## Exercise requirements
Restate every record exactly, with nothing skipped.

-------- Input data

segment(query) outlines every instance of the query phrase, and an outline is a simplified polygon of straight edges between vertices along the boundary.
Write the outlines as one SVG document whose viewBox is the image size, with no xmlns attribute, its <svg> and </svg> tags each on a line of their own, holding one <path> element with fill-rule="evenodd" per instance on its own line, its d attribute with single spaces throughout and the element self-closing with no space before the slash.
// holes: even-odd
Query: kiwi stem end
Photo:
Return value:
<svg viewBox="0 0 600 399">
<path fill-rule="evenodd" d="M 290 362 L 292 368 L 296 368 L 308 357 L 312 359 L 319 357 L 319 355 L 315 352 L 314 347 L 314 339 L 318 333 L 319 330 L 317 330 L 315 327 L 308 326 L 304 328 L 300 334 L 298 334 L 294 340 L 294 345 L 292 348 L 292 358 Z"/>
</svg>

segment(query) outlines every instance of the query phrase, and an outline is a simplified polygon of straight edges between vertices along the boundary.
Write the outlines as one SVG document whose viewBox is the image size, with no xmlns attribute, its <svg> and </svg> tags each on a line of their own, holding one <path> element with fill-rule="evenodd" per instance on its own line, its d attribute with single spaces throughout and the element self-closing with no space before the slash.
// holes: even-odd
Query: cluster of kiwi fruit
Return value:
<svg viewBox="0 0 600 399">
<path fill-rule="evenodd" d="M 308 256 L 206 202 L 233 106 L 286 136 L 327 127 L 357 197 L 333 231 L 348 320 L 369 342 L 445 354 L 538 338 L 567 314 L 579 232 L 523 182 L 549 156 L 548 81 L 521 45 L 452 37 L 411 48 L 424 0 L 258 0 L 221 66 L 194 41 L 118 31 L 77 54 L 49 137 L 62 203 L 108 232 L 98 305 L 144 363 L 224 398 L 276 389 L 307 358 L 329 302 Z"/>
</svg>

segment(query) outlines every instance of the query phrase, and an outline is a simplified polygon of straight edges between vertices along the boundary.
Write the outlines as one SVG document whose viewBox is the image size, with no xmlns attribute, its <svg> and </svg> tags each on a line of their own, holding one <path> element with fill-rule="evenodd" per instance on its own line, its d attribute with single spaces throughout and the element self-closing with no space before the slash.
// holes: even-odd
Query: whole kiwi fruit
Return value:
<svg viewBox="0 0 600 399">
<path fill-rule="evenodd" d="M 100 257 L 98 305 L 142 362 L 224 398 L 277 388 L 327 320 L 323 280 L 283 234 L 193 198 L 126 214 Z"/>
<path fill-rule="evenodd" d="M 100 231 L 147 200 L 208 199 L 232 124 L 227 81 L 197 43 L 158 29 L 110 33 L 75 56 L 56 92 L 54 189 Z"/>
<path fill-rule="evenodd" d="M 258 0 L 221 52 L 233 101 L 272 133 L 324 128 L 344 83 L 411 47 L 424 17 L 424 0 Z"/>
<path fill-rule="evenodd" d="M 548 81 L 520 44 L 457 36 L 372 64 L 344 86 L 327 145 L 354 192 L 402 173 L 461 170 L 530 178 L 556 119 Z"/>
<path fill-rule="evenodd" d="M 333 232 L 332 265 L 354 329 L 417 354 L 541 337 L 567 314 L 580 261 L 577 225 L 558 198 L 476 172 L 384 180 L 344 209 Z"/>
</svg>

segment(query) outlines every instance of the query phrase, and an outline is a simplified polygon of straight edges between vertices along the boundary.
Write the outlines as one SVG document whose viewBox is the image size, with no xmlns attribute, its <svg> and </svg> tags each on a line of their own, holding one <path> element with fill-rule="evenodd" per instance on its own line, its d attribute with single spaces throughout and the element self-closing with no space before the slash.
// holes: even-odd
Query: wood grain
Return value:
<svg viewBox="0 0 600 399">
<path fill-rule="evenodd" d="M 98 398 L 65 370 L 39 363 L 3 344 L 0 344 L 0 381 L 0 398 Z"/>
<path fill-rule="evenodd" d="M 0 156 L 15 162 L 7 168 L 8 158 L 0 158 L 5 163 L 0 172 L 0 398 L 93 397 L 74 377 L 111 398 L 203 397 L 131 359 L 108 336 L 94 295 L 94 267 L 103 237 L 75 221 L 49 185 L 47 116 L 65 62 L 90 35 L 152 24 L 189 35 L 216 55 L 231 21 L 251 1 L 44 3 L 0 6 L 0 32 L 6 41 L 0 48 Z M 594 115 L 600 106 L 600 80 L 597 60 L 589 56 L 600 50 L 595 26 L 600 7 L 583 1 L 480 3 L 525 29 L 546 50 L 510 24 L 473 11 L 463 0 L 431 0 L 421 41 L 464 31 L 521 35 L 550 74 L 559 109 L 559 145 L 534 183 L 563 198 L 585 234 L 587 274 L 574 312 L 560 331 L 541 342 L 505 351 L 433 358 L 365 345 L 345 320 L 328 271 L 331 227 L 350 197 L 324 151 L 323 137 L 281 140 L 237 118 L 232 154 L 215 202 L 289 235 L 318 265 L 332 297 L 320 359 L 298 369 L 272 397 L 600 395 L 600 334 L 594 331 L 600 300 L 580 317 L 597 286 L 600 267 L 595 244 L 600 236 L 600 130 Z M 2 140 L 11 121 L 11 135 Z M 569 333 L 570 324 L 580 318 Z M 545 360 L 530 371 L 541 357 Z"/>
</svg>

----------------

## Exercise solution
segment(query) outlines every instance of the query phrase, and an outline is a simplified polygon of straight edges between vertices along the boundary.
Write the outlines as one SVG document whose viewBox is the image size, with no xmlns attribute, its <svg> and </svg> tags each on a line of their own, holding one <path> element with fill-rule="evenodd" per instance on its own line, its d attribute with single spaces throughout and the element self-closing with no space before the slash.
// holes: even-odd
Query: kiwi stem end
Photo:
Return value:
<svg viewBox="0 0 600 399">
<path fill-rule="evenodd" d="M 290 362 L 292 368 L 296 368 L 308 357 L 312 359 L 319 357 L 319 355 L 315 352 L 314 347 L 314 339 L 318 333 L 319 330 L 317 330 L 315 327 L 308 326 L 304 328 L 300 334 L 298 334 L 294 340 L 294 345 L 292 348 L 292 358 Z"/>
</svg>

segment(query) outlines every instance of the query phrase, and an outline is a simplified polygon of straight edges between vertices along the boundary.
Write the outlines as one SVG document whose viewBox is the image size, with no xmlns attribute, its <svg> and </svg> tags each on a line of their own, holding one <path> element with fill-rule="evenodd" per instance on its own line, its d attribute with single spaces throughout and the element self-closing with no space before the slash.
// holes: even-odd
Query: cluster of kiwi fruit
Return value:
<svg viewBox="0 0 600 399">
<path fill-rule="evenodd" d="M 308 256 L 206 202 L 233 106 L 286 136 L 327 127 L 357 197 L 333 231 L 348 320 L 369 342 L 445 354 L 538 338 L 567 314 L 579 232 L 523 182 L 549 156 L 548 81 L 521 45 L 452 37 L 411 48 L 424 0 L 258 0 L 221 66 L 194 41 L 118 31 L 77 54 L 49 137 L 62 203 L 108 232 L 98 305 L 144 363 L 224 398 L 276 389 L 307 358 L 329 302 Z"/>
</svg>

segment(query) outlines every instance of the query phrase, and an outline is a simplified polygon of straight edges between vertices along the boundary.
Write the outlines as one SVG document whose viewBox is the image size, with no xmlns attribute, its <svg> and </svg> tags each on a line of their own, holding one <path> element with fill-rule="evenodd" per instance on its own line, its d attribute with single spaces throughout and the element self-closing with no space before the slash.
// holes: even-odd
Query: whole kiwi fruit
Return value:
<svg viewBox="0 0 600 399">
<path fill-rule="evenodd" d="M 100 257 L 98 305 L 142 362 L 224 398 L 277 388 L 327 320 L 323 280 L 283 234 L 193 198 L 126 214 Z"/>
<path fill-rule="evenodd" d="M 100 231 L 147 200 L 208 199 L 232 124 L 227 81 L 197 43 L 158 29 L 110 33 L 75 56 L 56 92 L 54 189 Z"/>
<path fill-rule="evenodd" d="M 258 0 L 221 52 L 233 101 L 272 133 L 324 128 L 344 83 L 411 47 L 424 17 L 424 0 Z"/>
<path fill-rule="evenodd" d="M 548 81 L 520 44 L 457 36 L 372 64 L 344 86 L 327 145 L 354 192 L 402 173 L 461 170 L 530 178 L 556 119 Z"/>
<path fill-rule="evenodd" d="M 333 232 L 332 265 L 354 329 L 417 354 L 541 337 L 567 314 L 580 261 L 577 225 L 558 198 L 476 172 L 384 180 L 344 209 Z"/>
</svg>

segment(query) outlines every instance of the query phrase, and an outline is a simplified polygon of straight edges between vertices along the boundary.
Write the outlines as one SVG document whose viewBox is the image size, with no xmlns attribute, its <svg> and </svg> tags each on a line of their own, holding one <path> element with fill-rule="evenodd" per instance on its own line, its d attribute with single spaces throughout and the element self-closing with no space before the slash.
// holes: even-odd
Query: wood grain
Return value:
<svg viewBox="0 0 600 399">
<path fill-rule="evenodd" d="M 98 398 L 65 370 L 39 363 L 3 344 L 0 344 L 0 381 L 0 398 Z"/>
<path fill-rule="evenodd" d="M 0 156 L 15 162 L 7 168 L 8 158 L 0 158 L 5 163 L 0 172 L 0 398 L 93 397 L 74 377 L 111 398 L 203 397 L 131 359 L 108 336 L 94 295 L 94 267 L 103 237 L 75 221 L 49 185 L 47 116 L 65 62 L 90 35 L 152 24 L 189 35 L 216 55 L 231 21 L 251 1 L 44 3 L 0 6 L 0 32 L 6 41 L 0 48 Z M 594 115 L 600 106 L 600 80 L 597 60 L 589 56 L 600 50 L 595 26 L 600 7 L 583 1 L 480 3 L 525 29 L 546 50 L 510 24 L 473 11 L 463 0 L 431 0 L 421 41 L 464 31 L 521 35 L 550 74 L 559 109 L 559 145 L 534 183 L 563 198 L 585 234 L 587 274 L 574 312 L 560 331 L 541 342 L 505 351 L 433 358 L 365 345 L 345 320 L 328 271 L 331 227 L 350 197 L 324 151 L 323 137 L 281 140 L 237 118 L 232 154 L 215 202 L 289 235 L 318 265 L 332 297 L 320 359 L 298 369 L 272 397 L 600 395 L 600 334 L 594 331 L 600 300 L 580 317 L 597 286 L 600 267 L 595 244 L 600 236 L 600 130 Z M 2 140 L 11 121 L 11 135 Z M 569 333 L 570 324 L 580 318 Z M 545 360 L 530 371 L 541 357 Z"/>
</svg>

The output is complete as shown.